**TAREFAS A REALIZAR:**
- a) No texto sobre economistas conservadores que trocam Bolsonaro por Lula, a que universidade está vinculada a professora Tânia Bacelar?
- b) Escreva a continuação do texto sobre economistas conservadores que trocam Bolsonaro por Lula, partindo da última frase apresentada.

**TRECHO CITADO:**
▼

Economistas conservadores trocam Bolsonaro por Lula

No mercado, há resistência em declarar apoio a Bolsonaro

Paulo Guedes não é mais um trunfo para Jair Bolsonaro. Quatro anos após garantir a adesão de economistas conservadores à candidatura do então deputado de extrema-direita à Presidência da República, o “Posto Ipiranga” está cada vez mais isolado. Hoje, por regra, homens e mulheres do mercado têm resistido a declarar apoio ao atual presidente – e alguns economistas já não escondem que trocaram Bolsonaro pelo ex-presidente Luiz Inácio Lula da Silva nas eleições 2022.

A Abed (Associação Brasileira de Economistas pela Democracia), entidade suprapartidária de viés desenvolvimentista, consultou nomes de referência na área para dissecar o fenômeno. Na opinião de alguns entrevistados, a centralidade da luta em defesa da democracia – e contra o governo de destruição de Bolsonaro – está acima das questão estritamente econômicas.

“Antes de serem economistas, essas pessoas são cidadãos brasileiros que abominam a força bruta de ambientes onde a democracia, mesmo frágil como a nossa, não prevalece”, diz a professora Tânia Bacelar, da Universidade Federal de Pernambuco. “Tendo formação ortodoxa na economia, são pessoas cultas, conhecem o mundo, sabem do potencial do país e, mesmo sendo da elite, não fazem parte daquela porção predadora da nossa natureza e troglodita, que infelizmente ainda temos.”

▲

Entradas de dados coletados
▼

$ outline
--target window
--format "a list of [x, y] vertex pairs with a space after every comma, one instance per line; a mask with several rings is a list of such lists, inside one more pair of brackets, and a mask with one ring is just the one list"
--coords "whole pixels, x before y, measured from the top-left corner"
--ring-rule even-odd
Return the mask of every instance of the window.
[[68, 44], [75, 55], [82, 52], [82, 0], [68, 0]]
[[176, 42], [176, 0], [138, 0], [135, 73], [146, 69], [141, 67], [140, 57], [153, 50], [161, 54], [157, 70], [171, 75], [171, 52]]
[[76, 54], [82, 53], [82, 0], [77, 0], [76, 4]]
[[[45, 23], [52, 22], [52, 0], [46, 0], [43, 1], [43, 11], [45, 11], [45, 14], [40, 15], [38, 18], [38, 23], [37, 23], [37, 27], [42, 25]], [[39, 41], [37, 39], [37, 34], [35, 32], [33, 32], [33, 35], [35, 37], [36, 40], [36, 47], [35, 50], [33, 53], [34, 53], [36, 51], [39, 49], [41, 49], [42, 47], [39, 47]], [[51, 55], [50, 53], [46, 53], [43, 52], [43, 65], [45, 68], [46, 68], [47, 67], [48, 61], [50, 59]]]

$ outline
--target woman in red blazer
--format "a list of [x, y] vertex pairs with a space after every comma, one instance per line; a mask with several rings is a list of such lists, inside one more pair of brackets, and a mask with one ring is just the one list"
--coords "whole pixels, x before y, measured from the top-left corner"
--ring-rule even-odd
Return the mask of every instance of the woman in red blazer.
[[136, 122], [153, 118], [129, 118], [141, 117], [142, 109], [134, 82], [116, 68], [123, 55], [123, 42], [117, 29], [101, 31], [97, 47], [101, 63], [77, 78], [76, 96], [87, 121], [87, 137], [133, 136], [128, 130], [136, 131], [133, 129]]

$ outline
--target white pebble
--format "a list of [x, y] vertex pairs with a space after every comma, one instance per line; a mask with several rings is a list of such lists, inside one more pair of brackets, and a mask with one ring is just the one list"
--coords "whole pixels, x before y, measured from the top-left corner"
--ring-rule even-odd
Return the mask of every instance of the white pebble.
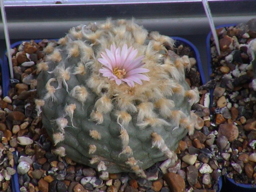
[[202, 165], [201, 167], [199, 168], [199, 172], [201, 174], [204, 174], [206, 173], [211, 173], [213, 172], [213, 169], [208, 164], [204, 163]]
[[235, 70], [233, 70], [233, 71], [232, 71], [232, 75], [233, 75], [234, 77], [238, 77], [240, 74], [240, 71], [238, 69], [236, 69]]
[[249, 161], [251, 161], [254, 162], [256, 162], [256, 153], [252, 153], [249, 156]]
[[239, 69], [241, 71], [246, 71], [246, 69], [247, 68], [248, 64], [242, 64], [240, 66], [239, 66]]
[[189, 165], [193, 165], [197, 160], [197, 157], [196, 155], [186, 155], [182, 157], [182, 161]]
[[34, 61], [27, 61], [24, 62], [22, 64], [22, 66], [23, 67], [31, 67], [35, 65], [35, 62]]
[[24, 175], [30, 169], [30, 165], [26, 161], [21, 161], [17, 166], [17, 171], [20, 175]]
[[6, 102], [7, 103], [12, 103], [12, 100], [8, 96], [5, 96], [5, 98], [4, 99], [3, 99], [3, 100], [5, 102]]
[[27, 145], [33, 143], [33, 141], [31, 139], [26, 137], [17, 137], [17, 142], [22, 145]]

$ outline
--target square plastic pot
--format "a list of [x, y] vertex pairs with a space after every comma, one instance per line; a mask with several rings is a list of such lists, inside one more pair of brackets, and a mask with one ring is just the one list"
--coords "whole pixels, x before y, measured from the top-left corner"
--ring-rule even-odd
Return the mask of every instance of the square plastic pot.
[[[216, 29], [221, 28], [222, 27], [228, 28], [231, 26], [236, 26], [237, 24], [226, 24], [222, 25], [216, 27]], [[208, 67], [208, 75], [209, 79], [210, 79], [210, 75], [212, 73], [211, 70], [211, 54], [210, 51], [210, 38], [212, 33], [210, 32], [206, 37], [206, 49], [207, 49], [207, 67]], [[213, 99], [213, 90], [210, 90], [210, 102], [212, 103]], [[227, 175], [224, 176], [224, 180], [225, 182], [223, 183], [223, 190], [221, 191], [227, 191], [227, 190], [231, 190], [233, 192], [247, 192], [247, 191], [256, 191], [256, 187], [253, 187], [251, 184], [237, 183], [233, 179], [228, 178]]]
[[[199, 52], [197, 49], [197, 48], [190, 41], [188, 40], [184, 39], [183, 38], [179, 37], [172, 37], [175, 40], [175, 46], [178, 47], [179, 46], [181, 45], [183, 45], [185, 46], [189, 47], [191, 50], [194, 53], [194, 57], [197, 60], [197, 67], [198, 68], [198, 70], [201, 76], [201, 80], [202, 84], [204, 84], [206, 83], [206, 80], [204, 76], [204, 74], [203, 72], [203, 69], [202, 66], [202, 62], [201, 61], [200, 57]], [[56, 40], [56, 39], [54, 39]], [[35, 42], [38, 43], [40, 42], [41, 39], [39, 40], [35, 40]], [[17, 46], [18, 46], [20, 44], [22, 43], [23, 41], [16, 42], [12, 45], [11, 45], [11, 47], [13, 48]], [[2, 67], [2, 66], [1, 66]], [[4, 63], [3, 67], [1, 68], [1, 71], [2, 72], [2, 74], [5, 73], [5, 77], [3, 78], [3, 87], [4, 88], [4, 96], [8, 95], [8, 91], [9, 89], [9, 70], [8, 68], [8, 58], [6, 55], [5, 54], [4, 56]], [[14, 155], [17, 155], [16, 152], [13, 153]], [[16, 169], [16, 165], [14, 165], [14, 168]], [[19, 190], [19, 186], [18, 183], [18, 174], [16, 173], [16, 174], [12, 177], [11, 178], [12, 181], [12, 188], [13, 192], [20, 192]], [[221, 177], [220, 177], [218, 183], [219, 189], [217, 190], [217, 192], [220, 192], [220, 190], [222, 188], [222, 178]]]

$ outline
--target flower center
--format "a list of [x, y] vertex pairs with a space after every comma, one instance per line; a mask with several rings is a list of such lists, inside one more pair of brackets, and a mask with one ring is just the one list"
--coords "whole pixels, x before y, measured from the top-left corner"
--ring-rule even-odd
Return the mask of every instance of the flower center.
[[116, 68], [114, 69], [113, 74], [115, 75], [118, 79], [123, 78], [123, 76], [126, 74], [125, 69], [123, 69], [122, 70]]

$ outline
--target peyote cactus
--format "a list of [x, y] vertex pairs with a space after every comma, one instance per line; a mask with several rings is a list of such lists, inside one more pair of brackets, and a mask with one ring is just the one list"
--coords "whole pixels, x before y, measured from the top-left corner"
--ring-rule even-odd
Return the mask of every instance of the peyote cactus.
[[199, 100], [174, 41], [133, 20], [70, 29], [37, 65], [38, 114], [55, 153], [98, 171], [134, 172], [168, 158], [194, 132]]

▲

**RESPOSTAS ÀS TAREFAS:**
- a) À Universidade Federal de Pernambuco.

- b)
Luiz Gonzaga Belluzzo, da Unicamp e da Facamp, lembra que “economistas liberais-conservadores” que apoiam Lula reagem às “voragens do vendaval bolsonarista”. As divergências, segundo Belluzzo, persistirão, mas de modo respeitoso. “Eles me estimulam a prestar o dever republicano de reconhecer em todos um inegociável compromisso com a democracia e com os princípios do liberalismo político. Assim, estaremos prontos a renovar e reiterar nossas civilizadas divergências sob o manto da democracia.”

Para Liana Carleial, da Universidade Federal do Paraná. “quaisquer das formas do liberalismo estão em descrédito no mundo. Os países que, no período pós-pandemia estão se recuperando, apostaram no poder do Estado, das políticas públicas e do investimento, para retomar o emprego e o mercado interno”.

A seu ver, no Brasil, o grupo que lidera o Brasil após o golpe de 2016 “não conseguiu mostrar sequer um êxito” e pôs em xeque a lógica da liberdade econômica. “De reforma em reforma, o resultado foi perda de direitos, empregos, renda, aposentadoria e organização sindical. Agora querem ‘torrar’ mais uma possibilidade de futuro, tentando privatizar os serviços públicos brasileiros.”

Luiz Filgueiras, da Universidade Federal da Bahia, aponta dois fatores: a crise do Brasil sob a gestão bolsonarista e a capacidade de Lula de se apresentar como alternativa. “Bolsonaro, desde o início do seu governo, vem destruindo a democracia, a economia e o Estado de Direito por dentro, além de ameaçar executar um golpe de Estado clássico, tipo 1964, com a implantação de uma ditadura”, afirma. “A frente ampla construída por Lula, para derrotar o fascismo e reconstruir a economia e o Estado, contempla a possibilidade, em um eventual governo, de adoção de uma política econômica que incorpore, parcialmente, alguns pontos da visão ortodoxa”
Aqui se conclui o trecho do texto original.